• [Tasks to carry out]:
1: In the passage about everyone falling short of God's standards, translate this sentence into Spanish: "Not one of us can claim to be better than anyone else."
2: Extend the passage about everyone falling short of God's standards, picking up right after its final sentence.

• [Text excerpt]:
****************
And should we be tempted to say “I’m not like that. I’ve never made a mistake. I’m not ashamed of anything I’ve done,” we have two notable passages from scripture that we should consider. The first is from Paul’s letter to the Romans: “For all have sinned and come short of the glory of God” (Romans 3:23). And the second is from 1 John “If we say we do not sin, we deceive ourselves and the truth is not in us” (1 John 1:8).

Whether we like it or not, as far as God is concerned, we all fail. We all fall short of the perfection that he demands. Not one of us can claim to be better than anyone else. In God’s eyes we’re all the same; none of us meets his standards. (And there’s probably something comforting in the fact that we are all in the same boat.)

And that’s a pretty sad state of affairs. It also means we have to live with consequences of our actions. But, having said that, the Bible does spell out a solution.
****************
• [Recorded information]:
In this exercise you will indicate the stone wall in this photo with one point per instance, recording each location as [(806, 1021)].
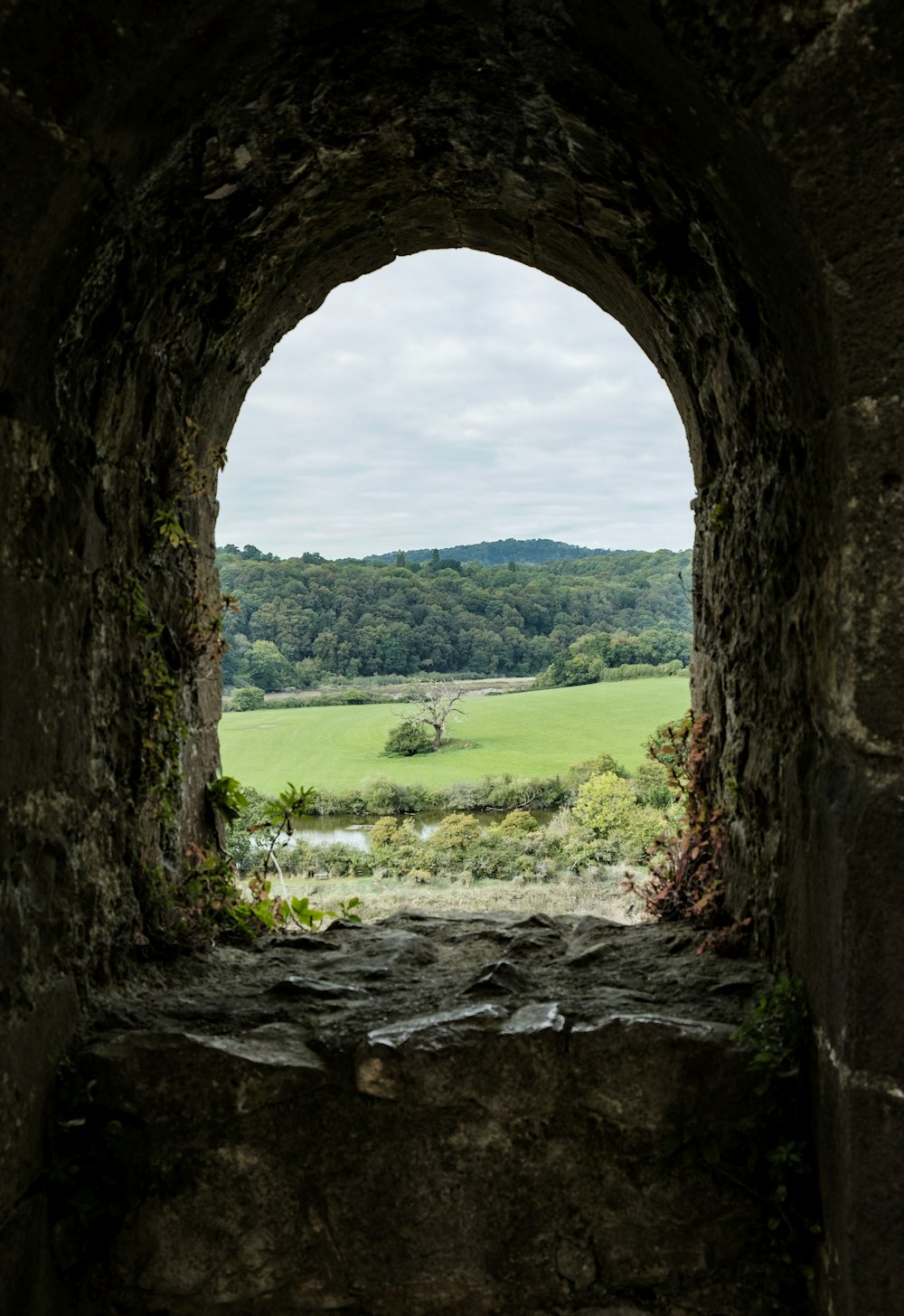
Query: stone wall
[(182, 185), (476, 1113)]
****************
• [Outputs in order]:
1: Ninguno de nosotros puede afirmar ser mejor que nadie.

2:
Because the Bible tells us, that if we acknowledge our weaknesses, we can be free to move on. It’s what we do with our mistakes that’s important. Because yes, we can live in the past, and let our past haunt us again and again, or we can live in the present and every now again be reminded of our faults and failings. But forgiveness needs to be brought into the equation. We need to acknowledge our mistakes, but we also need to bring forgiveness to the situation.

Which is why Paul’s solution to the divided congregation at Colossae were these words of wisdom, “If anyone has a complaint about anyone, bear with one another and forgive.” (Colossians 3:13a). Paul knew that if the Colossian church was to have any future, they needed to put the past behind them. All the infighting and differences had to be resolved. He also knew they had to treat each other as equals. And forgiveness does exactly that.

Now one of the things about lack of forgiveness is that it keeps the wounds open. The result … Anger and hatred grow more and more intense, and the person who refuses to forgive gets more and more bitter. So forgiveness, accepting our failings and putting the past behind, offers a real solution to dealing with past mistakes.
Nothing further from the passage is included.